What is required »
Filter the listing below down to every line that contains the word "white", and copy each such line.

The input »
-*-*-

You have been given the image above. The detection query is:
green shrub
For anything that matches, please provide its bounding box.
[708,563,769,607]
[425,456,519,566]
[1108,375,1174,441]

-*-*-

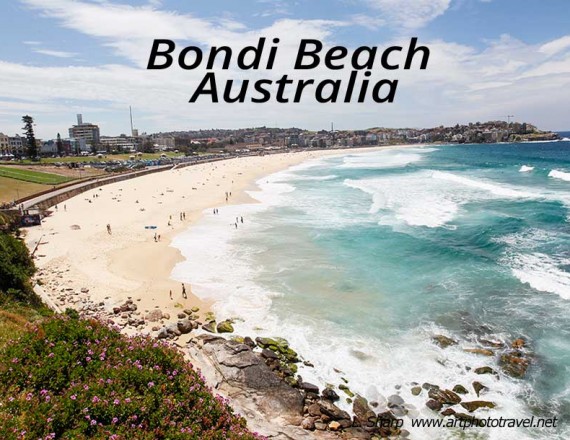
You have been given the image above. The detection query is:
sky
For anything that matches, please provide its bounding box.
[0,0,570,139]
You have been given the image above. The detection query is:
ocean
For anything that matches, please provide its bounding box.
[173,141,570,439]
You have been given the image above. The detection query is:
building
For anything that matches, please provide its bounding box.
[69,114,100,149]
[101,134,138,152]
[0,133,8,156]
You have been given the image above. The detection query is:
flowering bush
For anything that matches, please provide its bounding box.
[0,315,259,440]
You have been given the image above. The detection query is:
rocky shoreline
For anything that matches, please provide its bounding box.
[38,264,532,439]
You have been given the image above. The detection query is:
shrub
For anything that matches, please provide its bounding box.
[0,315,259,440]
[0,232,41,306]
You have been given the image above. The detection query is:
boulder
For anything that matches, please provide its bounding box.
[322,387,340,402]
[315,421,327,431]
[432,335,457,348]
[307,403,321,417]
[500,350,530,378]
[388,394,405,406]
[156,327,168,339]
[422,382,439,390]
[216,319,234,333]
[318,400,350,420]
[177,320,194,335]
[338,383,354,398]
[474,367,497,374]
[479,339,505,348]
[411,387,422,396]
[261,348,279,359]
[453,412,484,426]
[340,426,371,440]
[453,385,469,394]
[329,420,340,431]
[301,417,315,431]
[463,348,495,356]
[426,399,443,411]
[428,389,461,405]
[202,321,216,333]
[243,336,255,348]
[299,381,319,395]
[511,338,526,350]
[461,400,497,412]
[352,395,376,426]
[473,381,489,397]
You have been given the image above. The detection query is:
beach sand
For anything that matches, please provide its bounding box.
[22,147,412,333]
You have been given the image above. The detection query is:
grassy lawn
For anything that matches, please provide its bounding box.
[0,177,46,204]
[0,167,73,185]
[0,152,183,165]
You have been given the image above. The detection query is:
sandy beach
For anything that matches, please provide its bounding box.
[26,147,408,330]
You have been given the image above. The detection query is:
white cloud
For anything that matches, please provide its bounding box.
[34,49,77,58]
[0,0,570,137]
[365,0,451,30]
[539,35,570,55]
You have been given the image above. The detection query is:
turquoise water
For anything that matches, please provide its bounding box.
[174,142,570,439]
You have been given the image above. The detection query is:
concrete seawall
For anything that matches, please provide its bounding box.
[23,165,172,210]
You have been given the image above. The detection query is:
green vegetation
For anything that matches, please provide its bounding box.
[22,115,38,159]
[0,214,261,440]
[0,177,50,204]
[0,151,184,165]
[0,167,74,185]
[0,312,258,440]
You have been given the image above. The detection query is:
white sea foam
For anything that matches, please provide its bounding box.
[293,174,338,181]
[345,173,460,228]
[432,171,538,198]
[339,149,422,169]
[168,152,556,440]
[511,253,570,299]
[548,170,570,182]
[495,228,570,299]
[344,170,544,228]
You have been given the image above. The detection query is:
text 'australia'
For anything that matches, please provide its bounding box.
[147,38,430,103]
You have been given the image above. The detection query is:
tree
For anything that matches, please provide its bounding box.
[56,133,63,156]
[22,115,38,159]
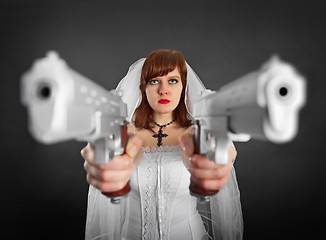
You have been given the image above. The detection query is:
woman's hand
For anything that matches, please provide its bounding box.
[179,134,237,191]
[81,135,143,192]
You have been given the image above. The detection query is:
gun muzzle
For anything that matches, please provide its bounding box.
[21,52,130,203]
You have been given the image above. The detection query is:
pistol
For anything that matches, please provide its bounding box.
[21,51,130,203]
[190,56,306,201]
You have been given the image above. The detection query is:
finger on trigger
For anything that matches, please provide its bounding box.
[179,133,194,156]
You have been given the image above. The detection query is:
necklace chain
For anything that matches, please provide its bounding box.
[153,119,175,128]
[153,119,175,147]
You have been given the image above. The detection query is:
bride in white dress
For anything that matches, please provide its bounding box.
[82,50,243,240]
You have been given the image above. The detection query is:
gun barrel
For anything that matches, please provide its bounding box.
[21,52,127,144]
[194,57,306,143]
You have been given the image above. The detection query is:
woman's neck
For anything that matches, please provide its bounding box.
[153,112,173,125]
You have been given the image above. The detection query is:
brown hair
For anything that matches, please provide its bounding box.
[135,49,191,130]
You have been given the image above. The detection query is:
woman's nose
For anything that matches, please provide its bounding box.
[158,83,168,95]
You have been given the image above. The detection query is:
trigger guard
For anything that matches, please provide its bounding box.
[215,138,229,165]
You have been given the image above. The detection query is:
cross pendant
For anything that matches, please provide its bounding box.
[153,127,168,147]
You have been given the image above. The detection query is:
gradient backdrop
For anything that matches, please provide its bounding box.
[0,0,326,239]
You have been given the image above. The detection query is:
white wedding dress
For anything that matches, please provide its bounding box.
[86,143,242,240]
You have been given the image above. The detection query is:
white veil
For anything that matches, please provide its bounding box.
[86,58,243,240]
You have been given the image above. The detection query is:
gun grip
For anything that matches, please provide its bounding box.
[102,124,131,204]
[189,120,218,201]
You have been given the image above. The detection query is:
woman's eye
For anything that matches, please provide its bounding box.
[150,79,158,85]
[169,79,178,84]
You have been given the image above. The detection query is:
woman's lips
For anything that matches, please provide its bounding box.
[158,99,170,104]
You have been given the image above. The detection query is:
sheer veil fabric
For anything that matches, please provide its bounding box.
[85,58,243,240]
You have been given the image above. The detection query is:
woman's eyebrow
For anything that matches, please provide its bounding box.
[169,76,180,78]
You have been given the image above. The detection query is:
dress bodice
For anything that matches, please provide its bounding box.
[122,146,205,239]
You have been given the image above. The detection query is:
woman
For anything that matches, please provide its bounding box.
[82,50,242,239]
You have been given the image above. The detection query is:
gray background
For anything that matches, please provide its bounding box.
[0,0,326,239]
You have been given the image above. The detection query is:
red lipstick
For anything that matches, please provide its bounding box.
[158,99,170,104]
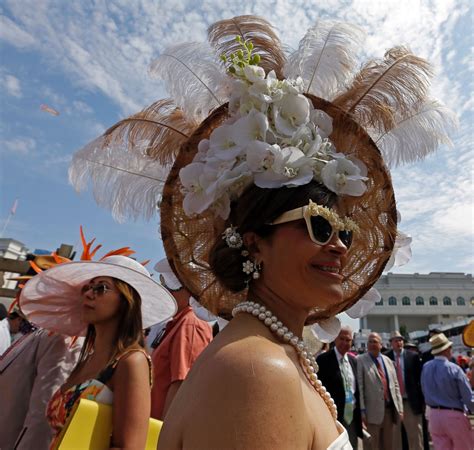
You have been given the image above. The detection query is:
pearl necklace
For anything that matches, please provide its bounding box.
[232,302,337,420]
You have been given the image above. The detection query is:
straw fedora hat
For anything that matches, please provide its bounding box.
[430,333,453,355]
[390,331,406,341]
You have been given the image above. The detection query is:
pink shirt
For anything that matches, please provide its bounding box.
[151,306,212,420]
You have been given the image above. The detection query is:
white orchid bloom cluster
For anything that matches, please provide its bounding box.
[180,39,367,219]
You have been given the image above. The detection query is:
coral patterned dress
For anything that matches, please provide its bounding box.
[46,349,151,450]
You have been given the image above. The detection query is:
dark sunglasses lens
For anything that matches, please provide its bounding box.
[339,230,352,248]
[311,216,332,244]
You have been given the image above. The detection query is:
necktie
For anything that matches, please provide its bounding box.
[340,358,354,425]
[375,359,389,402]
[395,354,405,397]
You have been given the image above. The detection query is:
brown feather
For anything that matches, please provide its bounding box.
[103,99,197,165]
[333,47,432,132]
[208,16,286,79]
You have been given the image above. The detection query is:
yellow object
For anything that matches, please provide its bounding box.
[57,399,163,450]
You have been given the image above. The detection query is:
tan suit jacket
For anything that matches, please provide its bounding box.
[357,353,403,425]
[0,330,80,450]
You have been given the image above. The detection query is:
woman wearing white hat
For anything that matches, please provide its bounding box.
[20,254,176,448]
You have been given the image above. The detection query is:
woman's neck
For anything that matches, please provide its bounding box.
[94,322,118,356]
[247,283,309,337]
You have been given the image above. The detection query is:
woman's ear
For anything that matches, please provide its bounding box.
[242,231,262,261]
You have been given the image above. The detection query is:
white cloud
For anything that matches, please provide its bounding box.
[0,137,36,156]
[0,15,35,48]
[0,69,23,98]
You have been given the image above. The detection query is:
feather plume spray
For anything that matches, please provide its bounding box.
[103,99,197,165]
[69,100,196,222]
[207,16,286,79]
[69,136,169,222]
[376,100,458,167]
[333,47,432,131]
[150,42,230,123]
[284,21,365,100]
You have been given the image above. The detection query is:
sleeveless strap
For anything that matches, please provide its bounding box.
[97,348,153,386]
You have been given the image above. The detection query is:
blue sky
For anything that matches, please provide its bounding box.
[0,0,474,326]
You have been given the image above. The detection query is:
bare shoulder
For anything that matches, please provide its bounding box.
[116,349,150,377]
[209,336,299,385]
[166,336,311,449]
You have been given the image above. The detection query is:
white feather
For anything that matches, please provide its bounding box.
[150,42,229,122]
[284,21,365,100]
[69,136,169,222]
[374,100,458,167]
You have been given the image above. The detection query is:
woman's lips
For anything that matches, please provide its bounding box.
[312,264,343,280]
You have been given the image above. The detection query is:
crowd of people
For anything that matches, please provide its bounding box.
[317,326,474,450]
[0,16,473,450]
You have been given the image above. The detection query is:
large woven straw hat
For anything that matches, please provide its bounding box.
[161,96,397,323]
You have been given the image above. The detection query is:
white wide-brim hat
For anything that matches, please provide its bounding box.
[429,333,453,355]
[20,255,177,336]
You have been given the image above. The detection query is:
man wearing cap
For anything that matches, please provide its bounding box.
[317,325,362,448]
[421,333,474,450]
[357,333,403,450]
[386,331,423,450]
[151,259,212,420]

-*-*-

Answer below »
white cloud
white sea foam
bride in white dress
white wedding dress
white veil
white orchid bloom cluster
woman wearing white hat
white cloud
white feather
white wide-brim hat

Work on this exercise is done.